Copy every line of the records below, changing nothing.

[Begin Exercise data]

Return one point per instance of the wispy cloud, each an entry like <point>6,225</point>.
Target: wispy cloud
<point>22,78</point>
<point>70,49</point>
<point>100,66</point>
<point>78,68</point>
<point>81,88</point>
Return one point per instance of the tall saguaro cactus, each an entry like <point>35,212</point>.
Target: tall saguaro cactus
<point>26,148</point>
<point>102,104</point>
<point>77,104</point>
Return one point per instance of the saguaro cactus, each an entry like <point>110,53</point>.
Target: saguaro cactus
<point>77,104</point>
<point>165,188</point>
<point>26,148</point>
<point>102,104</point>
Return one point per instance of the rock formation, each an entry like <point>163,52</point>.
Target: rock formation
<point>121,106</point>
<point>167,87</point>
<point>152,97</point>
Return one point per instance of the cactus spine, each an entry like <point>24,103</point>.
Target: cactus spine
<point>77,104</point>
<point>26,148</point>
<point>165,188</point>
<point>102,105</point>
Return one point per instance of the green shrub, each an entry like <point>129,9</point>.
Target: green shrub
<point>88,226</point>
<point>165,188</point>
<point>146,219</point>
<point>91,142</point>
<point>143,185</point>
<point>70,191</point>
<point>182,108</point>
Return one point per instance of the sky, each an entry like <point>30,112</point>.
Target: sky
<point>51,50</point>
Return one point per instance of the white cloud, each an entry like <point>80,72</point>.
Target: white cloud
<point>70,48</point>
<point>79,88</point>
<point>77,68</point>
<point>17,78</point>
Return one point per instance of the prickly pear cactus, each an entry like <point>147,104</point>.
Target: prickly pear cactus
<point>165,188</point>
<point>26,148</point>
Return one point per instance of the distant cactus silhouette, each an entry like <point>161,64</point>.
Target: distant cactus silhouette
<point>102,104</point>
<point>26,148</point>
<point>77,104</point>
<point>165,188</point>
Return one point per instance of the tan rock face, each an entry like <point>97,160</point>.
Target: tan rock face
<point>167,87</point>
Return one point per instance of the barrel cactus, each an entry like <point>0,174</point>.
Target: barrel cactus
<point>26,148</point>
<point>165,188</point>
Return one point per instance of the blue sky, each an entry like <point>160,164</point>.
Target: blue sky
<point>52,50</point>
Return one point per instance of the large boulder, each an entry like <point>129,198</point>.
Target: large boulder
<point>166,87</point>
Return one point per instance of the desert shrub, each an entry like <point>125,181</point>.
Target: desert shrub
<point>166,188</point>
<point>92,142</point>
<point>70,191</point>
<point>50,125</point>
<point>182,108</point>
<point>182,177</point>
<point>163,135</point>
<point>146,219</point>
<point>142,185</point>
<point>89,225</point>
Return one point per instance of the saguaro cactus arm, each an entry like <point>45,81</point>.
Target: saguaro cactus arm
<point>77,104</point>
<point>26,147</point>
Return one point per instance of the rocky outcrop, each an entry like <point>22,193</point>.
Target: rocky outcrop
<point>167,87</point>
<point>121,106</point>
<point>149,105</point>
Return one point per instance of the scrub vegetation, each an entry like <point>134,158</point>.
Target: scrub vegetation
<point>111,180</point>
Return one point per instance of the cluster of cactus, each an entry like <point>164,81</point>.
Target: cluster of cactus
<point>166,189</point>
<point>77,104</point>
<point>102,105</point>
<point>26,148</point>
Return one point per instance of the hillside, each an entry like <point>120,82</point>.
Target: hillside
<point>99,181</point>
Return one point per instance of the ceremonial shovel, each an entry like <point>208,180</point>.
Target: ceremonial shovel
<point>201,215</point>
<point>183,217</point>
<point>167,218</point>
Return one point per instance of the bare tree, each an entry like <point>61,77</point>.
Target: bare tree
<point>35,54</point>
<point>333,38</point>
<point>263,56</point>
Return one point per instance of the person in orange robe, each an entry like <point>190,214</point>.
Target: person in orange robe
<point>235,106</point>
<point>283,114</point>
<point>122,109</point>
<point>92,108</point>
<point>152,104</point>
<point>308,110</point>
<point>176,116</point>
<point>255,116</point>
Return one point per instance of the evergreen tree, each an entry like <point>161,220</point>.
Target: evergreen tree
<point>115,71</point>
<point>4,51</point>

[End Exercise data]

> Written reply:
Return one point per instance of the wispy cloud, each an entry like <point>6,225</point>.
Target: wispy cloud
<point>22,78</point>
<point>70,49</point>
<point>100,66</point>
<point>78,68</point>
<point>81,88</point>
Return one point per instance of the tall saguaro cactus, each an entry like <point>35,212</point>.
Target: tall saguaro cactus
<point>26,148</point>
<point>102,104</point>
<point>77,104</point>
Return one point per instance of the saguaro cactus, each an entry like <point>110,53</point>.
Target: saguaro cactus
<point>77,104</point>
<point>165,188</point>
<point>26,148</point>
<point>102,104</point>
Return one point per instance of the rock formation, each an entry like <point>163,52</point>.
Target: rock formation
<point>121,106</point>
<point>167,87</point>
<point>152,97</point>
Return one point per instance of the cactus spine, each an entry like <point>24,103</point>.
Target: cactus spine
<point>77,104</point>
<point>26,148</point>
<point>165,188</point>
<point>102,105</point>
Return one point per instance of the green shrub, each an entry like <point>129,9</point>.
Target: green shrub
<point>88,226</point>
<point>165,188</point>
<point>146,219</point>
<point>91,142</point>
<point>143,185</point>
<point>70,191</point>
<point>182,108</point>
Return one point per instance of the sky, each an entry like <point>30,112</point>.
Target: sky
<point>51,50</point>
Return one point per instance of the white cloud, each an entry like <point>80,72</point>.
Target: white cloud
<point>70,48</point>
<point>79,88</point>
<point>77,68</point>
<point>17,78</point>
Return one point per instance of the prickly pear cactus, each an entry like <point>147,104</point>.
Target: prickly pear cactus
<point>165,188</point>
<point>26,148</point>
Return one point per instance of the distant cactus silhouette, each an entry like <point>161,64</point>.
Target: distant cactus silhouette
<point>102,104</point>
<point>26,148</point>
<point>77,104</point>
<point>165,188</point>
Return one point per instance of the tan rock face, each an entry like <point>97,160</point>.
Target: tan rock face
<point>167,87</point>
Return one point per instance of the barrel cactus, each an entry like <point>0,174</point>.
Target: barrel cactus
<point>26,148</point>
<point>165,188</point>
Return one point per instance of the blue sky, each an entry like <point>160,164</point>.
Target: blue sky
<point>52,50</point>
Return one point per instance of the large boulder, each an entry like <point>129,198</point>.
Target: large boulder
<point>166,87</point>
Return one point per instance of the desert shrub, each an entry like <point>125,181</point>.
Target: desert shrub
<point>166,188</point>
<point>92,142</point>
<point>70,191</point>
<point>50,125</point>
<point>182,108</point>
<point>182,177</point>
<point>163,135</point>
<point>146,219</point>
<point>142,185</point>
<point>89,225</point>
Return one point per instance of the saguaro cactus arm, each an entry like <point>45,81</point>.
Target: saguaro cactus arm
<point>77,104</point>
<point>26,147</point>
Return one point per instance of the rocky outcrop, each an entry like <point>22,193</point>.
Target: rocky outcrop
<point>167,87</point>
<point>121,106</point>
<point>149,105</point>
Return one point per instance of the scrub vegetation, each an entry like <point>134,158</point>.
Target: scrub vegetation
<point>111,180</point>
Return one point per instance of the cluster of cactus, each an entry like <point>164,81</point>.
Target: cluster of cactus
<point>166,189</point>
<point>77,104</point>
<point>102,105</point>
<point>26,148</point>
Return one point per instance of the hillside, each an entry like <point>120,82</point>.
Target: hillside
<point>99,181</point>
Return one point per instance of the ceremonial shovel, each an entry like <point>208,180</point>.
Target: ceremonial shovel
<point>201,215</point>
<point>183,217</point>
<point>167,218</point>
Return one point per instance of the bare tree, each an entry like <point>61,77</point>.
Target: bare tree
<point>35,54</point>
<point>333,38</point>
<point>263,56</point>
Return one point per instance of the person in orange robe, each an entry like <point>190,214</point>.
Target: person in orange robe
<point>235,106</point>
<point>283,114</point>
<point>122,109</point>
<point>92,108</point>
<point>152,104</point>
<point>308,110</point>
<point>176,116</point>
<point>255,116</point>
Return one point per instance of the evergreen tree, each an entry like <point>161,220</point>.
Target: evergreen tree
<point>115,71</point>
<point>4,51</point>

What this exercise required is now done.